(Document excerpt)
■ ■ ■ ■ ■
Demon’s Tilt has a ridiculous amount of visual clutter. My friends described it as making their eyes bleed. Between flashing lights, effects, bullets, and other junk, it can be easy to lose track of the ball. And that’s with the screen shake turned off, and the table zoomed out. In multi-ball modes, it’s effectively impossible to keep track of balls on different tables.

The ball’s bounces and physics behavior are a bit unusual. The physics isn’t inconsistent, but the ball often behaves in ways that didn’t feel intuitive, at least for the first several hours. The top-down 2D view also requires learning the table a bit, as it’s not clear where certain lanes will go on first glance.

The music is quite good. I think there are only 3-4 songs, but I still enjoyed them.

Ultimately, I enjoyed Demon’s Tilt, but I wouldn’t recommend it to anyone who isn’t already into pinball, and who isn’t also willing to experience some weird shit. The attempts at implementing digital-only mechanics are respectable, but don’t always pan out. There’s a lot of visual clutter to the point of impairing gameplay, and the game’s physics model can feel janky.

Demon’s Tilt is $20 on Steam. There are some interesting mechanics worth experiencing, but the price is a bit steep for a single table. Still, if you’re looking for an interesting pinball experience, it might be worth checking out.

Dome Keeper

Dome Keeper is a small and solid game, but didn’t offer enough variety in runs to keep me hooked.

Author’s Note: Not big on reading writeups? Why not just watch me play the game here?

Dome Keeper is a score-attack mashup of Motherload and Space Invaders. I think it’s a good game. I don’t really recommend it, for reasons I’ll get into in a moment. I know it sounds weird to call a game good, and then not recommend it, but I promise it will make sense in a bit.
■ ■ ■ ■ ■
(Dataset section)
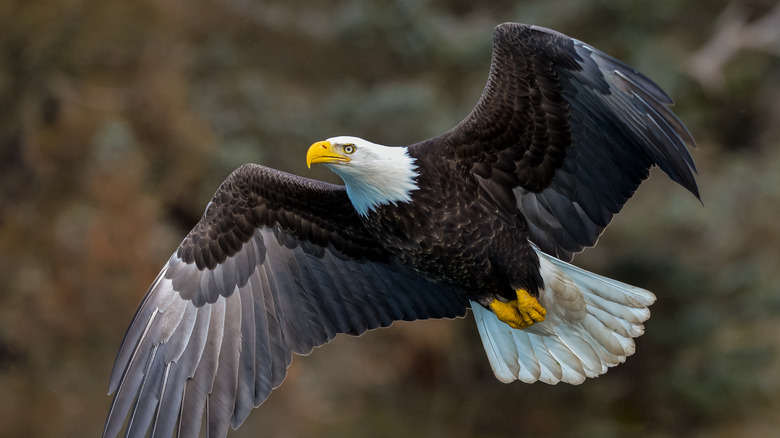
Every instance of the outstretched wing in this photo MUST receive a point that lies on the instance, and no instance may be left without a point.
■ ■ ■ ■ ■
(The task) Copy out the game review starting at "Demon’s Tilt has" and ending at "on different tables.", putting "blinking lights" in place of "flashing lights".

(Answer to the problem)
Demon’s Tilt has a ridiculous amount of visual clutter. My friends described it as making their eyes bleed. Between blinking lights, effects, bullets, and other junk, it can be easy to lose track of the ball. And that’s with the screen shake turned off, and the table zoomed out. In multi-ball modes, it’s effectively impossible to keep track of balls on different tables.